▶ Task to complete
Copy all lines in the material holding the string "pixel".
▬▬▬▬▬▬▬▬▬▬
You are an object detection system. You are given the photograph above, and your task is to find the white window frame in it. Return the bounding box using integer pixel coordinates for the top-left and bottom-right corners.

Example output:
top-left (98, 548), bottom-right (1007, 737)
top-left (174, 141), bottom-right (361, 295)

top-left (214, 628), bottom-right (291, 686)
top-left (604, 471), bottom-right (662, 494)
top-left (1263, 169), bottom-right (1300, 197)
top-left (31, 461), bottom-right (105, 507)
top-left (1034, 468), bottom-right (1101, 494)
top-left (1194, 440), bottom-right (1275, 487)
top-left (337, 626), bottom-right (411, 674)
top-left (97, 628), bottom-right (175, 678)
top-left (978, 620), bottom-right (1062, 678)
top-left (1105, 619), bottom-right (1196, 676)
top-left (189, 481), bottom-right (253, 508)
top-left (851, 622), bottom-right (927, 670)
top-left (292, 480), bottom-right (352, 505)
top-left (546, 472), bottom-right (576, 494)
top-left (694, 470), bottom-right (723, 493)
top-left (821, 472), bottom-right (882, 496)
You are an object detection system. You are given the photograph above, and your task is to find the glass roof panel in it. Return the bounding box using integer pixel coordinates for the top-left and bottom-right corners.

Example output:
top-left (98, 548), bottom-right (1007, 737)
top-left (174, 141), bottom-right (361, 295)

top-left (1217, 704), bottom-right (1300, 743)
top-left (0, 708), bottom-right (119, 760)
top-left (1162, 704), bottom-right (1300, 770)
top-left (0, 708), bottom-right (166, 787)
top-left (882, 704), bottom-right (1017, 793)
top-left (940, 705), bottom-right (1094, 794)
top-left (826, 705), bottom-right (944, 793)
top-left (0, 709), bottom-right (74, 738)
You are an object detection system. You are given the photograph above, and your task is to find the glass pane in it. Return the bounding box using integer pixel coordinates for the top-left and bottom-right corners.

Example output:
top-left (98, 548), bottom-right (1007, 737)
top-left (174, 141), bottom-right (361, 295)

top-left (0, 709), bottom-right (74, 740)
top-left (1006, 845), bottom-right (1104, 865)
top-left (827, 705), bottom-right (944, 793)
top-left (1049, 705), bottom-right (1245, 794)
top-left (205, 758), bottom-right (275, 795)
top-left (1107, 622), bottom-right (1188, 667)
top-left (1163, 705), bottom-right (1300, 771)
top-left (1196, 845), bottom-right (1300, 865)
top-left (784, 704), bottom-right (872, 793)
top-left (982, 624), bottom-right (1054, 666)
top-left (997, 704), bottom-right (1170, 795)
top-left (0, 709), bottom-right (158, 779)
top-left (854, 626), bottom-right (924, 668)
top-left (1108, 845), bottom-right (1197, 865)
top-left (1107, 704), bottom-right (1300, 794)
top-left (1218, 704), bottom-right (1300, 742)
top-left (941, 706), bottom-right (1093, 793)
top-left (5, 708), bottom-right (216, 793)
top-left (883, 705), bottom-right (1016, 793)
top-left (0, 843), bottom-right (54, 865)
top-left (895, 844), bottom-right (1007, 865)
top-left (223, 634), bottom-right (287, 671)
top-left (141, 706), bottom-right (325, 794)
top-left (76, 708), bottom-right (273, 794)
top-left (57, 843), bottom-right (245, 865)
▬▬▬▬▬▬▬▬▬▬
▶ Result for this exercise
You are an object detection system. You are given the photograph above, and your task is to find the white window frame in it. Return the bounding box using integer pixel coordinates for the top-left and bottom-right corners.
You are an object detection system. You are given the photograph above, and your task is to find the glass roof panel in it. Return the bounding box using integer pixel coordinates for the top-left and bottom-right corners.
You are an object detection system. You are given the photograph above, and your task is to find the glass pane in it. Return the bounding box using integer pixel coordinates for the top-left and bottom-right corners.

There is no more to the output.